◆ **DOCUMENT SEGMENT**
↓↓↓
Sunday, March 30, 2025

Fighting the Tide


St. Augustine to Atlantic Bridges – 29 nautical miles sailed, 2 miles in dinghy, 6 kilometres walked
 

We decided another half day in St. Augustine was in order so we spent a couple of hours walking deeper into the peaceful residential neighbourhoods, avoiding the Saturday crush of tourists in the centre. We had considered attending the Lions Seafood Festival, but when we arrived and found an entrance fee, festival grounds jammed full of people, a band playing pop country, perfectly arranged rows of blue portable toilets giving off that fresh blue liquid smell, a throng of vendors selling generic crap, and no seafood in sight, we decided to return to the boat and make some miles.
↑↑↑
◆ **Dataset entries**
↓↓↓
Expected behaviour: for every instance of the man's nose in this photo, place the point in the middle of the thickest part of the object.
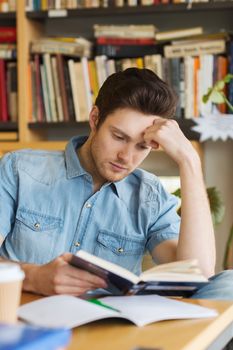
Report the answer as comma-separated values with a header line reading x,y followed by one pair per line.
x,y
125,154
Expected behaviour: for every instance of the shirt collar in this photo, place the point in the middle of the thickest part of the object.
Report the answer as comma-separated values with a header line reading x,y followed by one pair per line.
x,y
73,166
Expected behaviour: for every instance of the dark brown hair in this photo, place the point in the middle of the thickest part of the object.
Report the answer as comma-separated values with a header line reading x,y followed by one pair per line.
x,y
138,89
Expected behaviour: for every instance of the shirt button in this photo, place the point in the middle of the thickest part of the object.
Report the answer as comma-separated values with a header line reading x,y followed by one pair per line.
x,y
120,250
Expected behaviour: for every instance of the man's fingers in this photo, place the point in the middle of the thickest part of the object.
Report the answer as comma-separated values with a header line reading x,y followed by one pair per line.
x,y
79,275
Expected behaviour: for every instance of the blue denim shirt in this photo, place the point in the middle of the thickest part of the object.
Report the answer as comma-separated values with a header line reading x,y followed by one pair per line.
x,y
47,207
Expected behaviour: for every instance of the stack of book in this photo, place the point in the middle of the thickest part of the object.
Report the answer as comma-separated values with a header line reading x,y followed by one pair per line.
x,y
7,5
8,74
121,41
35,5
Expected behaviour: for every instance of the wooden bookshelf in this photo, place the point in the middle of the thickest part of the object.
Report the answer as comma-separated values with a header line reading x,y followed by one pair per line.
x,y
32,25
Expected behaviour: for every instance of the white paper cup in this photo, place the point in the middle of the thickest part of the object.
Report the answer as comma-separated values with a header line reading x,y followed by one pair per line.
x,y
11,278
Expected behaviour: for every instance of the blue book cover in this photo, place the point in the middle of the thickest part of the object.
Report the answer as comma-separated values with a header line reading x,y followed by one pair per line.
x,y
24,337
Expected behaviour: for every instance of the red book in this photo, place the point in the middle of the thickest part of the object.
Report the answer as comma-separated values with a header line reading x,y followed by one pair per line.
x,y
121,41
39,98
7,34
3,93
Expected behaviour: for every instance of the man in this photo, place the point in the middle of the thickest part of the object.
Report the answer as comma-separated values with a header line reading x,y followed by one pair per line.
x,y
93,197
↑↑↑
Reproduce the sailing blog post from "St. Augustine to" to "make some miles.", swapping "boat" for "vessel".

◆ **RESPONSE**
St. Augustine to Atlantic Bridges – 29 nautical miles sailed, 2 miles in dinghy, 6 kilometres walked
 

We decided another half day in St. Augustine was in order so we spent a couple of hours walking deeper into the peaceful residential neighbourhoods, avoiding the Saturday crush of tourists in the centre. We had considered attending the Lions Seafood Festival, but when we arrived and found an entrance fee, festival grounds jammed full of people, a band playing pop country, perfectly arranged rows of blue portable toilets giving off that fresh blue liquid smell, a throng of vendors selling generic crap, and no seafood in sight, we decided to return to the vessel and make some miles.